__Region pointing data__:
* * * * *

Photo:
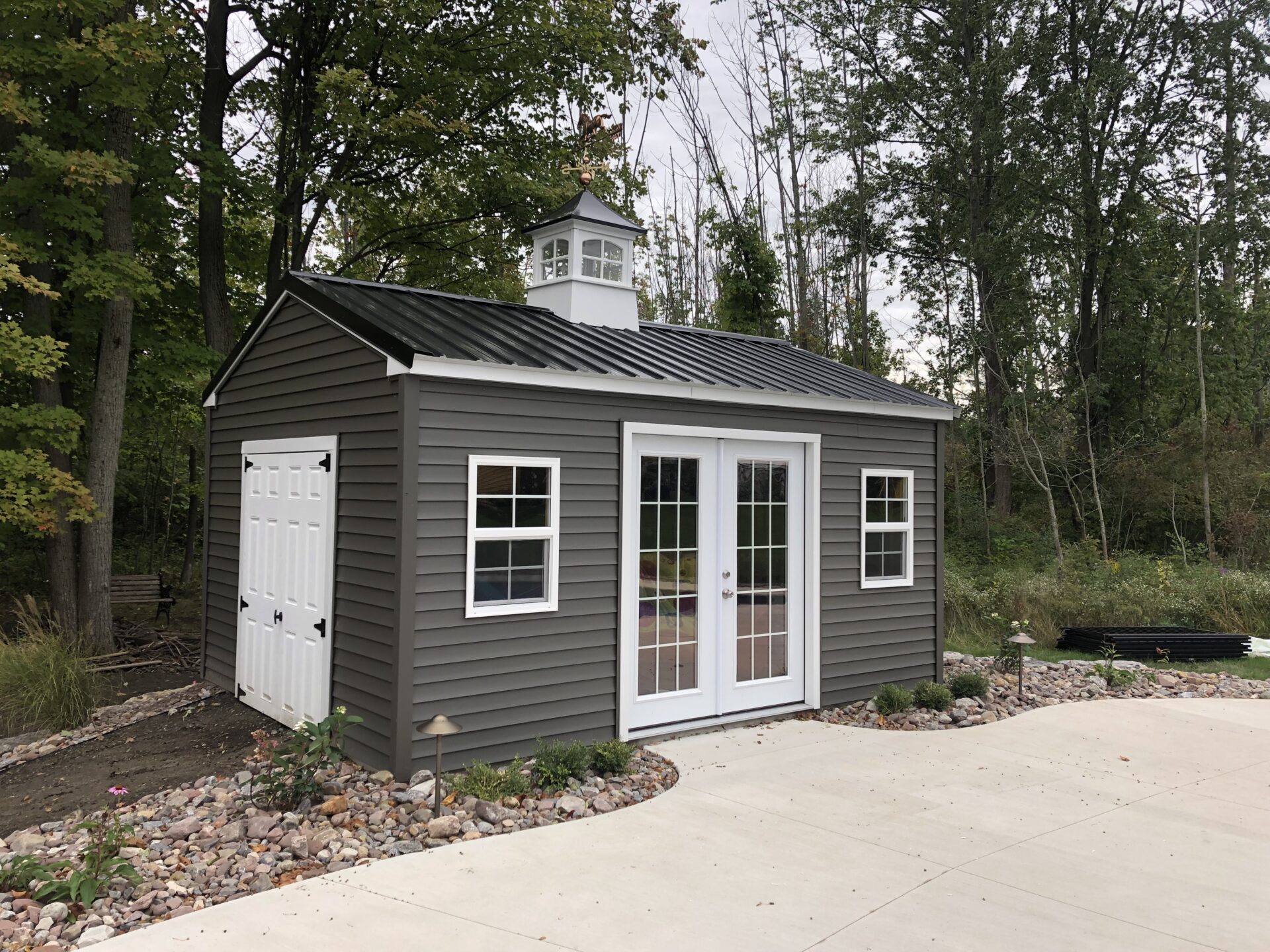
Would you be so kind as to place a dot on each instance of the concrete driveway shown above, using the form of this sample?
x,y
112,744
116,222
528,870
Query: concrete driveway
x,y
1111,825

* * * * *

Print every entry word for word; omit the pictures.

__Response area__:
Photo:
Would you be so kind as to place a dot on each instance of the concrete driveway shown above, using the form of this sample?
x,y
112,744
116,222
528,870
Query: concrete driveway
x,y
1111,825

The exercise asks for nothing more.